*EXERCISE PROMPT*
Set the data down exactly as it stands, and keep its pictures out.

*EXERCISE DATA*
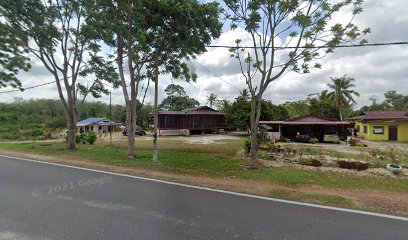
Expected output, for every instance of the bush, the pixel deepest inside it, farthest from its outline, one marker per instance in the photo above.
(247, 145)
(310, 162)
(359, 166)
(78, 138)
(91, 137)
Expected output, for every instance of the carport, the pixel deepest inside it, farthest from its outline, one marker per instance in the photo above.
(313, 126)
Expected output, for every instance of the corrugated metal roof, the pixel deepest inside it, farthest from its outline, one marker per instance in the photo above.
(89, 121)
(382, 115)
(202, 110)
(98, 121)
(308, 120)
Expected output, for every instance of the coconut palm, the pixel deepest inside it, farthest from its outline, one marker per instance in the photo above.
(212, 99)
(342, 94)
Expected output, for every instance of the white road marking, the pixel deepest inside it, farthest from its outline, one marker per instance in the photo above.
(219, 190)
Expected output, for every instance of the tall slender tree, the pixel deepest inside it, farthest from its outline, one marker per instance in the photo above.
(150, 37)
(341, 95)
(273, 25)
(55, 33)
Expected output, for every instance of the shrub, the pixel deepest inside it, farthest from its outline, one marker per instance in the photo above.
(77, 138)
(359, 166)
(310, 162)
(91, 137)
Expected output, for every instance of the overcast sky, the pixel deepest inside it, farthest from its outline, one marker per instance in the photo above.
(376, 69)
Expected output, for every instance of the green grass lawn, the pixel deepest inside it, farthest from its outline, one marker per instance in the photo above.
(209, 160)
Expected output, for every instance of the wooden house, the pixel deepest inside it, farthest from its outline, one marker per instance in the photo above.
(192, 120)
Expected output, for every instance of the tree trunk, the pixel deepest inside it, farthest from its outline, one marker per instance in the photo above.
(255, 114)
(71, 123)
(156, 115)
(130, 131)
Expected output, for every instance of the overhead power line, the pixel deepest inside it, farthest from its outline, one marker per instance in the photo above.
(208, 70)
(317, 47)
(251, 47)
(35, 86)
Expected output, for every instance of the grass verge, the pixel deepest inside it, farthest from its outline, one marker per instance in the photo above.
(213, 160)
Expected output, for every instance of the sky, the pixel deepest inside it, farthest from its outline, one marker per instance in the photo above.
(375, 69)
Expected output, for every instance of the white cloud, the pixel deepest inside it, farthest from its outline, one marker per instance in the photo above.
(376, 69)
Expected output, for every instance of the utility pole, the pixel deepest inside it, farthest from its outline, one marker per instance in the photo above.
(110, 117)
(156, 93)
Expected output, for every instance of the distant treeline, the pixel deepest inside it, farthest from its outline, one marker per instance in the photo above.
(47, 115)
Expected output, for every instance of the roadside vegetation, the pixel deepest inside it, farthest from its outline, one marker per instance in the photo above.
(219, 159)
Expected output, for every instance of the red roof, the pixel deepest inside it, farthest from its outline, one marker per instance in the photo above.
(202, 110)
(383, 115)
(308, 120)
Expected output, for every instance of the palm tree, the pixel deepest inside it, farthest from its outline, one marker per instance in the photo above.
(212, 99)
(321, 97)
(342, 95)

*SOLUTION TO THE PROBLEM*
Expected output, for every instance of the bush, the pixel deepest inside it, farthest from its outline, one marker per instance in the photo above.
(247, 145)
(310, 162)
(359, 166)
(78, 138)
(91, 137)
Expected output, for every instance of the carport, the pixel deepest inside it, farthest from its outline, one marker per instance in the photo above.
(313, 126)
Expected output, for every instance of the corrugated metal roof, the pixel deepest inside it, farthest from its outline, one marker per instance in the photo above.
(89, 121)
(382, 115)
(202, 110)
(98, 121)
(308, 120)
Expected output, for every instance of the coconut palm, the pixel deepest inside it, farthest from its outline, one marker per instance in the photo above.
(212, 99)
(342, 94)
Expected output, for every instance of the white road marking, the pixel deepest inside it, farthest from its outline, one marker per instance in the photo above.
(219, 190)
Expected output, for every instance of the tall slender tree, the pixel deepest inside it, farthest from its outline, one marker per instance in the photo above.
(150, 37)
(341, 95)
(273, 25)
(55, 33)
Expected output, for every instance of the shrub, the pixel deepest inside it, farthest from its outline, one marker per instance in the photo above.
(77, 138)
(359, 166)
(310, 162)
(91, 137)
Expected output, for every instance of the overcast sky, the pixel deepest inside it, farthest from its outline, one marker per instance in the photo above.
(376, 69)
Expected output, for every instance of the green grass lawn, the pixel deepest inside it, farthest from its outline, one marker per instance in the photo above.
(209, 160)
Expected output, for every instance of the wooden house, the pixel deepest inside it, farthest from its outline, one marker per instance in the photo above.
(192, 120)
Expected output, for every instance of the tree trunk, the pixel deepest inside it, farthest from its outline, one marker per instance in the photo above.
(255, 114)
(71, 123)
(156, 115)
(130, 131)
Expected output, for every instance of the overhead power line, the pixel deepest inside it, farthest from its outline, one marker per instance in the photo above.
(208, 70)
(317, 47)
(251, 47)
(35, 86)
Expected output, for every instance of the grass verge, the pixel deepest inside it, farthest from its outline, one marker per instance in the photo above.
(213, 160)
Expected output, for every instance of the sky, the pixel deepest inside it, farthest from its outline, one marker per instance in the photo above.
(375, 69)
Expected output, for every instance of the white cloud, the pixel deepest inside it, farthest from its outline, one marker per instance in the photo above.
(376, 69)
Expected output, for every instance of the utility pole, the pixel deepest inside it, farthest from its outline, one marker per instance in the photo above.
(110, 117)
(156, 93)
Expected output, for every instance of the distant treeline, the pixel deepest inside it, farthest from its outline, one marker per instance in the photo above.
(47, 115)
Expected output, for every instance of the roadside vegetation, the pixel deepest inside it, farthest from its outline, one marker per instance in the photo above.
(219, 159)
Expected output, for every instance of the red roof, the pixel deepest inside it, farthest from its outline, one marker per instance in the photo above.
(202, 110)
(383, 115)
(308, 120)
Expected output, for every instance of the palm tree, the pixel deepest inside it, farthest from its outline, one marker per instance in the photo above.
(212, 99)
(321, 97)
(342, 95)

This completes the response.